Job 1
Translate this sentence from the news passage into Spanish: "But investigators didn’t buy her story."

Source passage
=======

According to a Channel 12 News report aired Tuesday night, police and Shin Bet officials are increasingly convinced that Tomer-Yerushalmi orchestrated the incident to evade imminent arrest and eliminate her mobile phone — a device investigators believe contains sensitive proof of misconduct, leaks, and possible coordination with senior legal officials.
The once-powerful MAG was arrested Sunday after a dramatic disappearance that triggered hours of public concern and a nationwide search. She was later found alive and claimed she had attempted suicide due to public pressure, humiliation, and threats to her family.
But investigators didn’t buy her story.
“I couldn’t bear the slander, the humiliation, the threats — this week was hell,” Tomer-Yerushalmi reportedly told police. “I left a letter for my children and decided to end my life.”
The interrogating officer sharply dismissed her account, saying:
“It’s all a bluff. You staged a show to avoid arrest. We never believed this was real — it was a performance.”
Sources inside the police investigation described the event as “a well-rehearsed deception” and confirmed that no external party appeared to assist her in the apparent hoax.
The former MAG’s missing phone remains the central focus of the investigation. Authorities suspect it contains classified messages, video evidence, and correspondence tied to the unauthorized leak of footage from the Sde Teiman detention facility, where alleged mistreatment of Hamas terrorists was filmed and leaked to the media — reportedly under Tomer-Yerushalmi’s direct instruction.
Tomer-Yerushalmi has so far denied informing senior legal officials, including the State Attorney and Attorney General Gali Baharav-Miara, about the leak — a claim investigators view as strategic distancing to protect higher-ups.
Her arrest came after Defense Minister Israel Katz dismissed her earlier this month, describing her conduct as a “systemic collapse” that undermined IDF morale and protected bureaucratic elites at the expense of soldiers on the front lines.
As the probe deepens, Israeli legal and political circles are bracing for a storm. The scandal — already exposing deep fractures between the IDF’s legal establishment and political leadership — now threatens to pull in senior judicial officials accused of shielding Tomer-Yerushalmi for months.
A senior police source summed up the gravity of the case:
“This isn’t just a personal fall — it’s an institutional earthquake. The public deserves the full truth.”

=======

Job 2
Reproduce every one of the records below line for line, leaving the pictures out of your answer.

=======

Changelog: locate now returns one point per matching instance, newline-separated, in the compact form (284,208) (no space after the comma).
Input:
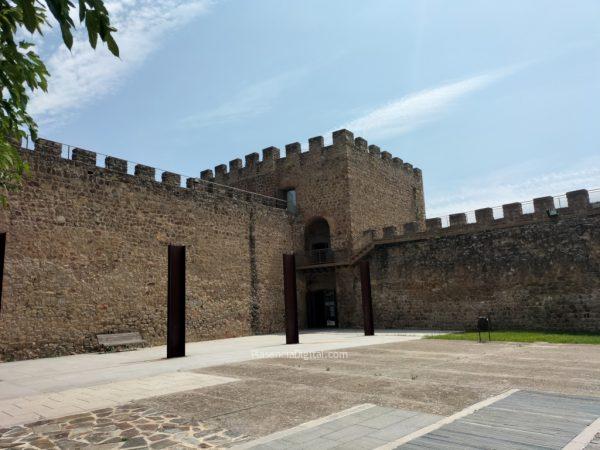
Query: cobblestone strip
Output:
(127,426)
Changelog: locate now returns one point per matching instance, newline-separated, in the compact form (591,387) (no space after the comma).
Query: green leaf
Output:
(82,10)
(112,45)
(91,22)
(67,35)
(29,17)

=======

Expected answer 1
Pero los investigadores no se creyeron su historia.

Expected answer 2
Changelog: locate now returns one point per matching instance, newline-separated, in the compact form (284,208) (no space after the comma).
Input:
Query: cobblestone strip
Output:
(127,426)
Changelog: locate now returns one point per matching instance, newline-separated, in the compact form (591,387) (no space after the comma).
Query: green leaf
Output:
(82,10)
(112,45)
(91,22)
(67,35)
(29,17)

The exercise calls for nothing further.